Job
Put every line of the material below, from the line containing "Given the photo above, point to the wavy" through the last line, into a Markdown table with the columns Number and Entry, skipping blank lines. Number the rows in order, starting at 1.

**** Material provided

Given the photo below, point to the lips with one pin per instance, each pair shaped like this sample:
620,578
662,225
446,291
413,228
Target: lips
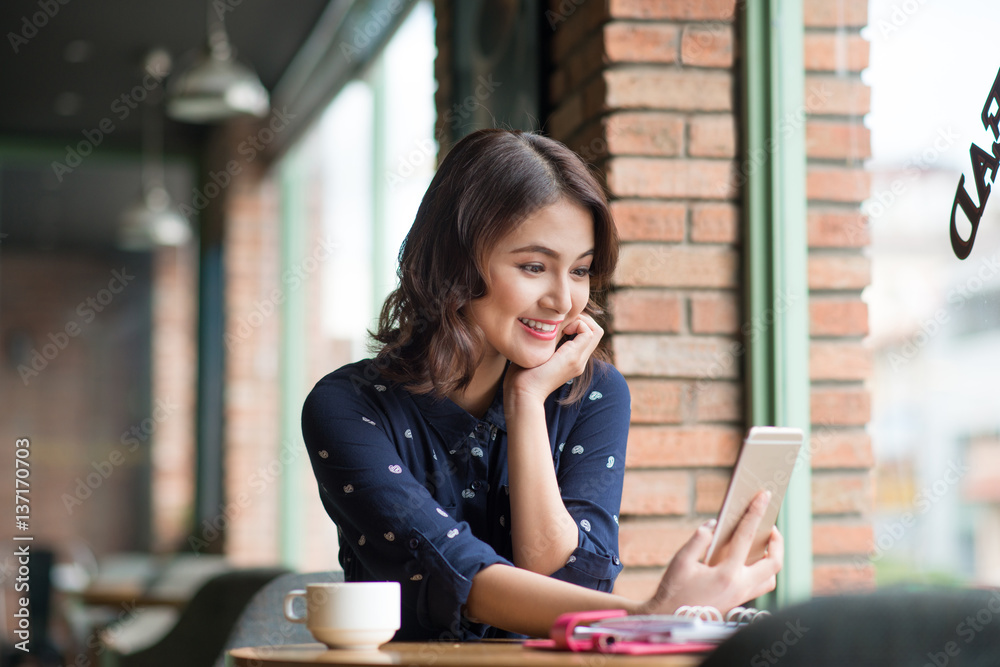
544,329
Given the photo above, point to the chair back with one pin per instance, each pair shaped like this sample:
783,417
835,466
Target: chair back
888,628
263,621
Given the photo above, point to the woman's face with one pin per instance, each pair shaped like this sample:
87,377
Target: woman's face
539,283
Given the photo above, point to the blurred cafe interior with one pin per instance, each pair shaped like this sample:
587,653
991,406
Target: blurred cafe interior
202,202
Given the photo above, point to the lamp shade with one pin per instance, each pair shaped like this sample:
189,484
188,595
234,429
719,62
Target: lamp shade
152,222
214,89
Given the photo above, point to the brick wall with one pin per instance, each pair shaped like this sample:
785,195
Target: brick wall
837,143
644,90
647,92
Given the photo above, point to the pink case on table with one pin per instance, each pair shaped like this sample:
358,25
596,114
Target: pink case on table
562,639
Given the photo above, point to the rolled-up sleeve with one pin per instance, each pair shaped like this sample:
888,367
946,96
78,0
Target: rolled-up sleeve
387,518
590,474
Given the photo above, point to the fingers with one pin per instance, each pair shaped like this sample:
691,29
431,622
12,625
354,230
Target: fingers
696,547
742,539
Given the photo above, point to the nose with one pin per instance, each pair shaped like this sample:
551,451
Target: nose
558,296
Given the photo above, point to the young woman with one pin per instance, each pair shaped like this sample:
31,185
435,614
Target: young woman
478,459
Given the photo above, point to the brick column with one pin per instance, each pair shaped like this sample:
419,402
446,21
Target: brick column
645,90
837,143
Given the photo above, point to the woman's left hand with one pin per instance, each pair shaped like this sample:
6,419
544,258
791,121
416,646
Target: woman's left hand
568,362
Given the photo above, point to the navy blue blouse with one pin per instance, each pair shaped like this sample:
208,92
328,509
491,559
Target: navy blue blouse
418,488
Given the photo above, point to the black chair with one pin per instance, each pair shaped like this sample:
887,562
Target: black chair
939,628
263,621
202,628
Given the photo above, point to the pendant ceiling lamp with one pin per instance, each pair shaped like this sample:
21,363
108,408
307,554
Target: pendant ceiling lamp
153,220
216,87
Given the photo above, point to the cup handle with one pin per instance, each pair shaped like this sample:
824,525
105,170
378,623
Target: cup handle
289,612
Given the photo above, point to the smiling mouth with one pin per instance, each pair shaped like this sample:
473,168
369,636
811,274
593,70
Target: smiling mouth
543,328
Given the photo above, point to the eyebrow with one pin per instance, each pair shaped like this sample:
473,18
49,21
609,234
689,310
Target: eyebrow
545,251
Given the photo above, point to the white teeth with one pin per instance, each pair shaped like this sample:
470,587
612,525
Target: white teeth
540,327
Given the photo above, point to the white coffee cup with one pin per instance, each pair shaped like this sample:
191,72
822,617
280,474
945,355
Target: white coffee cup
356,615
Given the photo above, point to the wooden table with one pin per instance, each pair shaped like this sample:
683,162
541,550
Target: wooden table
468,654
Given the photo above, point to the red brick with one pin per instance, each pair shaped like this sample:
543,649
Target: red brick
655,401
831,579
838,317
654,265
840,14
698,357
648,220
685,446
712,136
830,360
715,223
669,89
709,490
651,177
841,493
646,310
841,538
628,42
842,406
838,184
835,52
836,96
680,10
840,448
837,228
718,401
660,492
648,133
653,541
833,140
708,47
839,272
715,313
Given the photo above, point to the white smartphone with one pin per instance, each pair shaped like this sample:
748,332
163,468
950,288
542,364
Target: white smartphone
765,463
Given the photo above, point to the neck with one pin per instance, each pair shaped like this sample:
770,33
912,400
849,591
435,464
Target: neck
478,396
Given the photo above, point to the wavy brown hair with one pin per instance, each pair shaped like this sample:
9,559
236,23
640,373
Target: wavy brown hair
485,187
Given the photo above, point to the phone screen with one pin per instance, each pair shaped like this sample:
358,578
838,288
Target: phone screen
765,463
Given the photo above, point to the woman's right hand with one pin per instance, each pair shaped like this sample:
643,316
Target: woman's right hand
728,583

********

Result for this task
| Number | Entry |
|---|---|
| 1 | Given the photo above, point to the wavy brown hair with one pin per instance, each pair shaped like this sample: |
| 2 | 9,559 |
| 3 | 236,23 |
| 4 | 640,373 |
| 5 | Target: wavy brown hair |
| 6 | 485,187 |
| 7 | Given the photo above, point to the phone screen with one pin per instance, each pair shaped like this sample: |
| 8 | 358,578 |
| 9 | 838,288 |
| 10 | Target: phone screen |
| 11 | 765,463 |
| 12 | Given the photo above, point to the woman's right hand with one pin per instance, each pair shaped like this sample: |
| 13 | 643,316 |
| 14 | Target: woman's right hand |
| 15 | 728,583 |